> **Exercise objective**: Scan the material below for "table", then return each line that contains it.

> **Supplied records**:
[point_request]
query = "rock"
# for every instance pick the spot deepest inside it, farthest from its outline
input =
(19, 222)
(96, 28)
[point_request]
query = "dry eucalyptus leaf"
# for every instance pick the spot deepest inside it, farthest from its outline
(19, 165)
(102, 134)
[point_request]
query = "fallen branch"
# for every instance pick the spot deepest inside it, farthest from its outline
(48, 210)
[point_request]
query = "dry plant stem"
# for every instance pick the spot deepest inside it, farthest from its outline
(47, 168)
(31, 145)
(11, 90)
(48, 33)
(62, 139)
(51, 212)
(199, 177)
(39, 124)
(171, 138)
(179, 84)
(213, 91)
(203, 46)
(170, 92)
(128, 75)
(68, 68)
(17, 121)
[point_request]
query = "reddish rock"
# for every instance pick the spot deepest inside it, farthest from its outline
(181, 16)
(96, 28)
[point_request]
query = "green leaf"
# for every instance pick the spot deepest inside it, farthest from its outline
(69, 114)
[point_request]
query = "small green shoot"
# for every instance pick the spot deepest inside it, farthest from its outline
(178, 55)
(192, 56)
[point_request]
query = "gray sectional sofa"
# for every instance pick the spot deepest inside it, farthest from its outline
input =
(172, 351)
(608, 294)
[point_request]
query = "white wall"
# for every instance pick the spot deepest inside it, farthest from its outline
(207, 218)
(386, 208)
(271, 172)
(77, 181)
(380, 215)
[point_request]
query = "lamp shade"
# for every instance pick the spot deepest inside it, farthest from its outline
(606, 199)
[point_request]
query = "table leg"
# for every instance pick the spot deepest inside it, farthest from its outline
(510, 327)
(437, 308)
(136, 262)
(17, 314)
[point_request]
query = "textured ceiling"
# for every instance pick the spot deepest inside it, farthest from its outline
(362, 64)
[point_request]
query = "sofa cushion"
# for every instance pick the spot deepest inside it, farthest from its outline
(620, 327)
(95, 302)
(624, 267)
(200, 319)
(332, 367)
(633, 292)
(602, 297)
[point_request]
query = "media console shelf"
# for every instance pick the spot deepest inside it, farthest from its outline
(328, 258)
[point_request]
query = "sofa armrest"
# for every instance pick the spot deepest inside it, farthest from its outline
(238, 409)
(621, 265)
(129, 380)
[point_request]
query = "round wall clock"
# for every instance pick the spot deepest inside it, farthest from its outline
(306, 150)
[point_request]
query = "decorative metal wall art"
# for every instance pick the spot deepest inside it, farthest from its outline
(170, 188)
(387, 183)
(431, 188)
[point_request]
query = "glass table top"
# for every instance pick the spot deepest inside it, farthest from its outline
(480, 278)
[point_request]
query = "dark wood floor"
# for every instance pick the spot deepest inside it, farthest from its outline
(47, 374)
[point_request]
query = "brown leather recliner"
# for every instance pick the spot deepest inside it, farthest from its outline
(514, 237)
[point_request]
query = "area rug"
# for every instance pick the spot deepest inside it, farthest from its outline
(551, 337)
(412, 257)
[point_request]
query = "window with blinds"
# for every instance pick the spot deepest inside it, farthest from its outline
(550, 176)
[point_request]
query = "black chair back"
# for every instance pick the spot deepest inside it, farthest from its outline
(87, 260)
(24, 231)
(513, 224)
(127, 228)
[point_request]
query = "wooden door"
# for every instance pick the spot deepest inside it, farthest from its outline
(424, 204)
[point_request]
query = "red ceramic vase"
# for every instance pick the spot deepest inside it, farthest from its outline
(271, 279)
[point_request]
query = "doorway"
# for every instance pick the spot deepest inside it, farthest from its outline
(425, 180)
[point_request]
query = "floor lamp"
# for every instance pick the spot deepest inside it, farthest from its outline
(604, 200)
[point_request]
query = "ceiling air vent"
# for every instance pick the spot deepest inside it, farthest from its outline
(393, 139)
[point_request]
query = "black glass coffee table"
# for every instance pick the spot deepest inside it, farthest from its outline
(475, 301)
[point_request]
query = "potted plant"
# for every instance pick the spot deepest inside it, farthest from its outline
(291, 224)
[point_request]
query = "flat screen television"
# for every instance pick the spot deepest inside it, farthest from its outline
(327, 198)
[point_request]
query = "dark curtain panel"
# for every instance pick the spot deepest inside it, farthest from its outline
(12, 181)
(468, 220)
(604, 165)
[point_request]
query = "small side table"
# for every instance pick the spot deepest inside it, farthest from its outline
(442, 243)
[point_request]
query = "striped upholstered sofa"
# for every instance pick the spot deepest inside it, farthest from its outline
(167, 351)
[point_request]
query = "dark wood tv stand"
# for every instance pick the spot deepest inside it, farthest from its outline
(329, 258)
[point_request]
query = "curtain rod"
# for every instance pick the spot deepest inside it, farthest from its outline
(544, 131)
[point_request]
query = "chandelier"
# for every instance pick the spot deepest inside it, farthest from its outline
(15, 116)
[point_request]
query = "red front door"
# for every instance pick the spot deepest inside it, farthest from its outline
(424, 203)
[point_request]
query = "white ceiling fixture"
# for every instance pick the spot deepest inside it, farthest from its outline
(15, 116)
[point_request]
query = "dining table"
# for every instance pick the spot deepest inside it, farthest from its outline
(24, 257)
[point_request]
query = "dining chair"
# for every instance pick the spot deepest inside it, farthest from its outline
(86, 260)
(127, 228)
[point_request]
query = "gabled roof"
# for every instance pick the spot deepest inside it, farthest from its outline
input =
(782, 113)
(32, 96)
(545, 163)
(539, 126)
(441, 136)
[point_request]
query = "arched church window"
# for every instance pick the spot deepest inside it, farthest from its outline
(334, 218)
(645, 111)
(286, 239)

> **Answer below**:
query = "table leg"
query = "glass table top"
query = "black glass coffee table"
query = "small side table"
query = "dining table"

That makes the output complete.